_Selected text:_
* * * * * * *
Schmitz Park Joins the Chorus of Teacher Voices

From the West Seattle Blog:
Dear Superintendent Banda,
The staff of Schmitz Park, by a unanimous vote, joins in its support of Garfield High and all other schools and individuals around the district that boycott the MAP test. We agree with Garfield’s position about the harmful, ineffective, and wasteful nature of the MAP test and its deleterious impact on instructional time and consequently student achievement. We join SEA in asking you to not discipline our colleagues for standing up and speaking the truth.
We also agree with the Sanislo Elementary letter of support, which points out a deep concern around MAP. Apparently, district officials told Garfield staff the test was “not valid” because the margin of error can exceed the expected growth score. Given this information, it seems unthinkable that these scores would be used to determine the “effectiveness” of teachers. The teacher’s collective bargaining agreement allows the use of low scores to impact the placement of teachers into more comprehensive evaluations, en route to performance improvement plans and termination. The threatening of teachers with invalid data simply is not right.
There is a similar problem brewing in the elementary schools. Not only are our teachers concerned about the time taken away from instruction to administer the test, but the current version of the MAP test is aligned with the old state standards and it is clearly an unsuitable vehicle for evaluating students currently being taught the new required Common Core Standards. So not only are the results of little instructional value, but this discrepancy between what is taught and what is measured will yield falsely low scores making the MAP test invalid for the purpose of measuring student growth/teacher effectiveness.
* * * * * * *
(Pointing dataset excerpts)

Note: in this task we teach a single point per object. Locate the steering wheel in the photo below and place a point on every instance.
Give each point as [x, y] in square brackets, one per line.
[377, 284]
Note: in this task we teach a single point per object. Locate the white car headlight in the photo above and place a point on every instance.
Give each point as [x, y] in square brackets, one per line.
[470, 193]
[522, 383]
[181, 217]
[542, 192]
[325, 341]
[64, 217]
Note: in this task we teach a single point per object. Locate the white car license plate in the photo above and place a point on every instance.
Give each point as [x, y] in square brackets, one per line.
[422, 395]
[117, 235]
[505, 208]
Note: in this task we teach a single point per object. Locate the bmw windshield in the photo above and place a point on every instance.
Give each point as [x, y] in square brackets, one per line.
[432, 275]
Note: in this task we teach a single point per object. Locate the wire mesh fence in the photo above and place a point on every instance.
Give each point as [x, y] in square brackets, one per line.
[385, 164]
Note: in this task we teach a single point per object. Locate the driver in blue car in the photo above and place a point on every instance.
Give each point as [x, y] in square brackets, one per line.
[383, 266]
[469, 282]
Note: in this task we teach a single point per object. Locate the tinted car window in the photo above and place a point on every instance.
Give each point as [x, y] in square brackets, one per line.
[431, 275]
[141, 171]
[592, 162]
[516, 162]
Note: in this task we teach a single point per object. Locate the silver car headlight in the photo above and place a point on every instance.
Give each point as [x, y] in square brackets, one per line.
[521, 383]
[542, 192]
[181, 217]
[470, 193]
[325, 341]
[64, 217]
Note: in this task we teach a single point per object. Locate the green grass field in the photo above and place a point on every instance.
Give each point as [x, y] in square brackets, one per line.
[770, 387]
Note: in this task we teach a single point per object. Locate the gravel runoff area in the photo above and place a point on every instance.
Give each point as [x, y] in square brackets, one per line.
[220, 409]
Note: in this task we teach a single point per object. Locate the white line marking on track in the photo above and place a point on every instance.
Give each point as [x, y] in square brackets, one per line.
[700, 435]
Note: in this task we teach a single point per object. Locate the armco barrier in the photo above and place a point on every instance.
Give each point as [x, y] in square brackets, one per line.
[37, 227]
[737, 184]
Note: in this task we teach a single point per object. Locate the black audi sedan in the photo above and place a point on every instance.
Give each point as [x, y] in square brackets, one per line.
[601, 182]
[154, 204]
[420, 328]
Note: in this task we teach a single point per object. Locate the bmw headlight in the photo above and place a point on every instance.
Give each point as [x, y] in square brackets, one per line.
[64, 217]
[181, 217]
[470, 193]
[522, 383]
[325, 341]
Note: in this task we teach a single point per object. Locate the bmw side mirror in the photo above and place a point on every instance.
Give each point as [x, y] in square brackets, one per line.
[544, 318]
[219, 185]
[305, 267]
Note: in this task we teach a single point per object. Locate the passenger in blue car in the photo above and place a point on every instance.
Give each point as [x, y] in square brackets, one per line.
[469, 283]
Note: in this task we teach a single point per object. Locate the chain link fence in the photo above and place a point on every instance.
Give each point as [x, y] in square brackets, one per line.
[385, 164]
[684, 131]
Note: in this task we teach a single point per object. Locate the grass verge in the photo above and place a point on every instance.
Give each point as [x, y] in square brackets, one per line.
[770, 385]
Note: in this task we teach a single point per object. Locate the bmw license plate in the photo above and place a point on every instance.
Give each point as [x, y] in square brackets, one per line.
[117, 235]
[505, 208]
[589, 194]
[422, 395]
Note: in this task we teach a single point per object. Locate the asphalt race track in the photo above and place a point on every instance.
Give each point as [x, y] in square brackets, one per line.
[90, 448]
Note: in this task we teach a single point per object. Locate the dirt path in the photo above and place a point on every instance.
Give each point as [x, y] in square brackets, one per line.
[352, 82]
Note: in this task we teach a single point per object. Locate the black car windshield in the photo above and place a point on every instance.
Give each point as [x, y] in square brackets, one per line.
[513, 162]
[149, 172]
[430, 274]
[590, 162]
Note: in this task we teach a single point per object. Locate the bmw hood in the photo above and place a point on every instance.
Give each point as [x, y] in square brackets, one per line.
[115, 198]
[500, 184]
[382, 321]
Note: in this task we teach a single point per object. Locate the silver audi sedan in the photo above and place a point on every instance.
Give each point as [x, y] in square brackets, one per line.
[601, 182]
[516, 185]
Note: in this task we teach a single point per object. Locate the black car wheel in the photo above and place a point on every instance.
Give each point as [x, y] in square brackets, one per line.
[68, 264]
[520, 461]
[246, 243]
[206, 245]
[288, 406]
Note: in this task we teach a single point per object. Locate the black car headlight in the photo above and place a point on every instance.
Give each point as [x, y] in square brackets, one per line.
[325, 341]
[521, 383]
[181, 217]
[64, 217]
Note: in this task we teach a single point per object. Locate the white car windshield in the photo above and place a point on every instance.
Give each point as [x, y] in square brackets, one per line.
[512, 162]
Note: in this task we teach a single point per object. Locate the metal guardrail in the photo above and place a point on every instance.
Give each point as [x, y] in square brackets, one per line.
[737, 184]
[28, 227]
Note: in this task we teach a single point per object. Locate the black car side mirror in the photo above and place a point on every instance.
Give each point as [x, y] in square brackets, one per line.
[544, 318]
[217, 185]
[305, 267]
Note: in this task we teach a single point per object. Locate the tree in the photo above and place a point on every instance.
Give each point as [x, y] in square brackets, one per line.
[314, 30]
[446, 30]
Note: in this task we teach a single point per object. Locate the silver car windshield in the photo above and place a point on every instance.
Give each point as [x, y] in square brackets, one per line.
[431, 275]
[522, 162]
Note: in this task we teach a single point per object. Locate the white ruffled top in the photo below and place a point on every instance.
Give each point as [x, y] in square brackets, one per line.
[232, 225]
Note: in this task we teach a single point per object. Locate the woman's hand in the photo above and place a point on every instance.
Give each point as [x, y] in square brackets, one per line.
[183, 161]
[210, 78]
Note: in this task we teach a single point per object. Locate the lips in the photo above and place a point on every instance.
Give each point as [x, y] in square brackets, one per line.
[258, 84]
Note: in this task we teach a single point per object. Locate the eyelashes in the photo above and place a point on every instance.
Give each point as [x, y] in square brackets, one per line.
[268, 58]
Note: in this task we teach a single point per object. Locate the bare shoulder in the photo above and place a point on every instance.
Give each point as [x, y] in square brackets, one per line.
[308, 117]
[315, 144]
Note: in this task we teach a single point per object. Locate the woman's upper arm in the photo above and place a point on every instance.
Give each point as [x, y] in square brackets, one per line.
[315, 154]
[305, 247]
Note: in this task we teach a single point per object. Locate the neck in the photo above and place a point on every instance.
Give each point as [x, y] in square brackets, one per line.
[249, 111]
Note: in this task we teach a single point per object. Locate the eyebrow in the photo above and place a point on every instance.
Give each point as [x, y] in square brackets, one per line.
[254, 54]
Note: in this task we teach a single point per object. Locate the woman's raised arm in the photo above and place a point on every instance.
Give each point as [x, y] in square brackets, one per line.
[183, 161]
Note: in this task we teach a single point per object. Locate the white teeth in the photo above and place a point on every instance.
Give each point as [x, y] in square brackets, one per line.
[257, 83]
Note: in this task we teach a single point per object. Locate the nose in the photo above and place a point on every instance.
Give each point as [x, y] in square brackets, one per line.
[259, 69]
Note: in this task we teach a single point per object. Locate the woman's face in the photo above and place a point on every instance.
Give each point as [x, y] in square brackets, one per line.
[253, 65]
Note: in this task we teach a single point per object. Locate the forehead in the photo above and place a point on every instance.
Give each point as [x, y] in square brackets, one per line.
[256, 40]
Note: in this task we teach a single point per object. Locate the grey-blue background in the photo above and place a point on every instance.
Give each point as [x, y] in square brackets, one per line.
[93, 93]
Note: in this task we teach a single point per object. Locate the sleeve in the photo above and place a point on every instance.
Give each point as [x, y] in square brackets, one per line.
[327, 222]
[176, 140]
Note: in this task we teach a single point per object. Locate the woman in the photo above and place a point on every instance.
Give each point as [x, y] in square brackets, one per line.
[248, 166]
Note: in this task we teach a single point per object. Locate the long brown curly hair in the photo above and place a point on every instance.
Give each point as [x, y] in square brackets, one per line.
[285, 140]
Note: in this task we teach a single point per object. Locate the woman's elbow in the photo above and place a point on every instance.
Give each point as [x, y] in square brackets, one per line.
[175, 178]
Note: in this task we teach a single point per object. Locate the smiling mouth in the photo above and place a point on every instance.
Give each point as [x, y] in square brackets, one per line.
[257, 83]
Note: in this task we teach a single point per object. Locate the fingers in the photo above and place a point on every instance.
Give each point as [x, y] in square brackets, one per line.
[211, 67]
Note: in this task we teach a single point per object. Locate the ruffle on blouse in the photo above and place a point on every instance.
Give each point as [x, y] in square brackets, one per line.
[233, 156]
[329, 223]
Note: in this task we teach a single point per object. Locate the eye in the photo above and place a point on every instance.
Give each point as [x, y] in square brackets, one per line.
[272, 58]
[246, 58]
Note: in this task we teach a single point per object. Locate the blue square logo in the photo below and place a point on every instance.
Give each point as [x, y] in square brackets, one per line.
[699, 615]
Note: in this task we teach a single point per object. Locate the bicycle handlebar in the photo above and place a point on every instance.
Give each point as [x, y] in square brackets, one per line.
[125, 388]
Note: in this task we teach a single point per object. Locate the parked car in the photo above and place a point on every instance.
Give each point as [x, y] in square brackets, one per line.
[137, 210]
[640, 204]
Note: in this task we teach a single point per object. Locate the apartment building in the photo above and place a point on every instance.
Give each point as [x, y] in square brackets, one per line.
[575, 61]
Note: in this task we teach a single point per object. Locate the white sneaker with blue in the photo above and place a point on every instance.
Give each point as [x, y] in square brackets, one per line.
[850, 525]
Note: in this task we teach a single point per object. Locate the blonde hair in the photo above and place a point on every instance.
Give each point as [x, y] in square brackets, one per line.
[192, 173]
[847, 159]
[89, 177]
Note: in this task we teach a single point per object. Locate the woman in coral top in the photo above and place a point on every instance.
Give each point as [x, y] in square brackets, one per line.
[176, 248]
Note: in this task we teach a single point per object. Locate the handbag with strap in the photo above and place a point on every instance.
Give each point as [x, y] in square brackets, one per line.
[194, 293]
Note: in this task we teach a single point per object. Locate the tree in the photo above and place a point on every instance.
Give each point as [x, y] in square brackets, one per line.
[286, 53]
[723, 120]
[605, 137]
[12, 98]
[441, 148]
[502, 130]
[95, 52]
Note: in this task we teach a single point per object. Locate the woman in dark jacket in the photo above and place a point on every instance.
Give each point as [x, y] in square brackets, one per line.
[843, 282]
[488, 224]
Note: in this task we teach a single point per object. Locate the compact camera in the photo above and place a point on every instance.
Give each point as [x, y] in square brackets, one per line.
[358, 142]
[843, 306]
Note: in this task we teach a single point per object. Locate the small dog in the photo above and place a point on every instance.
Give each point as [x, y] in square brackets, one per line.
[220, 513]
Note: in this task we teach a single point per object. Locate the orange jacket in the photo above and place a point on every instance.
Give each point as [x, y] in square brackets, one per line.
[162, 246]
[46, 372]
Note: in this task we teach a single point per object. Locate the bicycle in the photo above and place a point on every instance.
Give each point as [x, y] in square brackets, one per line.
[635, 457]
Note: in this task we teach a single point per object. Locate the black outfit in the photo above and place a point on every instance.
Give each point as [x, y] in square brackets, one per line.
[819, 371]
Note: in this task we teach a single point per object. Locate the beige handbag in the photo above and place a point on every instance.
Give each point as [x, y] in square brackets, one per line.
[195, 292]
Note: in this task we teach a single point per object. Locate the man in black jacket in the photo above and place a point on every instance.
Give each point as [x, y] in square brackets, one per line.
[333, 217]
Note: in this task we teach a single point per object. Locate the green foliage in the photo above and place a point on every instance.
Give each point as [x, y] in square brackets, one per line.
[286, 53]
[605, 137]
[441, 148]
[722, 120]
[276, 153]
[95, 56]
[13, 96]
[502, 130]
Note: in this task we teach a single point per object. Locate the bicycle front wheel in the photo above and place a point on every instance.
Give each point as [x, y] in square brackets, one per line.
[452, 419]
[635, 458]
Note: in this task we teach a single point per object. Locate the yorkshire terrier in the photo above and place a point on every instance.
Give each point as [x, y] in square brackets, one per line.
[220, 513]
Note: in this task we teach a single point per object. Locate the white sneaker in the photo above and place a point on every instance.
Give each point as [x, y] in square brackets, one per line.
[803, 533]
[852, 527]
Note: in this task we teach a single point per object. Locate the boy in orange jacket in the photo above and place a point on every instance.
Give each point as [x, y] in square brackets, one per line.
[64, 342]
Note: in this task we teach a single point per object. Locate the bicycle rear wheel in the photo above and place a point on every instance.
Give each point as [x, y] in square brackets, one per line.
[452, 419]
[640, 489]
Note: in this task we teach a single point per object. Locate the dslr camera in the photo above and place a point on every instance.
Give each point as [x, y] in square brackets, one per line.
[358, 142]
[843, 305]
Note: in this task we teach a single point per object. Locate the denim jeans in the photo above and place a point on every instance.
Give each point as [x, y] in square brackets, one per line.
* * * * * * *
_Task description:_ From the Schmitz Park letter above, reproduce the stretch from "We also agree" through "is not right." word for word.

_Finished answer:_
We also agree with the Sanislo Elementary letter of support, which points out a deep concern around MAP. Apparently, district officials told Garfield staff the test was “not valid” because the margin of error can exceed the expected growth score. Given this information, it seems unthinkable that these scores would be used to determine the “effectiveness” of teachers. The teacher’s collective bargaining agreement allows the use of low scores to impact the placement of teachers into more comprehensive evaluations, en route to performance improvement plans and termination. The threatening of teachers with invalid data simply is not right.